◆ Texto fornecido ◆
+ + +
Paul Krugman distribuiu cacetadas lógicas nos adeptos da austeridade. Segundo o colunista do New York Times, os “austeros” equiparam o problema da dívida nacional de uma economia aos problemas da dívida de uma família. Se uma família acumulou dívidas demais, deve apertar os cintos. Os governos não devem fazer o mesmo?
A resposta de Krugman: uma economia não é uma família endividada. “Nossa dívida (privada) consiste principalmente de dinheiro que devemos uns aos outros; ainda mais importante, nossa renda provem, principalmente, de vender coisas uns aos outros. Seu gasto é minha renda e meu gasto é sua renda. Assim, o que acontece se todo mundo reduzir gasto simultaneamente, a fim de reduzir suas dívidas? Resposta: a renda cai.”
Quando se trata de cuidar do funcionamento da economia como um todo, ou seja, de questões ditas macroeconômicas, os vícios do senso comum e do individualismo metodológico levam a recomendações suicidas de política econômica, como as oferecidas por Meirelles & Cia.
As trapalhadas começam com a definição da chamada macroeconomia como “a economia dos agregados”. Nessa visão apologética, a “agregação” dos comportamentos individuais racionais leva necessariamente ao equilíbrio do conjunto da economia, o que torna nocivas as intervenções dos governos. Não por acaso, os economistas da corrente principal se empenham com denodo na descoberta dos fundamentos microeconômicos da macroeconomia, assim como os alquimistas buscavam a pedra filosofal. Essa proeza intelectual pretende convencer os incautos de que o movimento do “macro” é resultado da agregação das decisões no âmbito “micro”.
Keynes, o fundador da macroeconomia, escreve nos manuscritos preparatórios da Teoria Geral de 1933 que a Economia Monetária da Produção funciona segundo o circuito “macro” do dinheiromercadoria-dinheiro, D-M-D’, “a profícua descoberta de Karl Marx”. Ele utiliza Marx com o propósito de afirmar o caráter “originário” das decisões de gasto monetário do conjunto da classe capitalista, num triplo sentido: 1) a propriedade das empresas e o acesso ao crédito conferem a essa classe social a faculdade de gastar acima de sua renda (lucros) corrente; 2) as decisões de gasto na produção corrente e na formação de nova capacidade (investimento) criam o espaço de valor (a renda nominal da economia como um todo), mediante o pagamento dos salários e geração de lucros sob a forma monetária. 3) a “criação” da renda e do lucro gera os fluxos de consumo e de poupanças. Estas últimas se encarnam em reinvindicações genéricas à riqueza e à renda futura – a massa de ativos financeiros formados pelo rastro de dívidas e pelos direitos de propriedade, ambos avaliados diariamente em mercados organizados.
+ + +
◆ Dados coletados ◆
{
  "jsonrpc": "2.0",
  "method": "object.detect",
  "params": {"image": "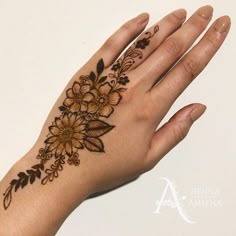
+ + +
◆ Tarefas ◆
a) Liste todas as pessoas que o texto sobre austeridade cita pelo nome.
b) Prossiga com o texto sobre austeridade a partir do ponto em que ele para.
Os dados são um material à parte e não têm ligação com o texto sobre austeridade.

◆ Respostas ◆
a) Paul Krugman, Meirelles, Keynes e Karl Marx.

b)
Contemporaneamente a Keynes, o economista polonês Michael Kalecki valeu-se dos esquemas de reprodução de Marx para formular o princípio da demanda efetiva. Kalecki investiga as condições de reprodução da economia composta de três macrodepartamentos: bens de consumo dos trabalhadores, bens de produção e bens de consumo dos capitalistas. Ao utilizar os esquemas de reprodução, Kalecki procura mostrar que o princípio da demanda efetiva já está posto no volume III de O Capital. Aí Marx distingue as condições de produção do valor das condições de sua realização. As primeiras dependem da capacidade produtiva da sociedade, as segundas decorrem da disposição dos capitalistas de renovar o circuito de valorização do capital-dinheiro, D-M-D’.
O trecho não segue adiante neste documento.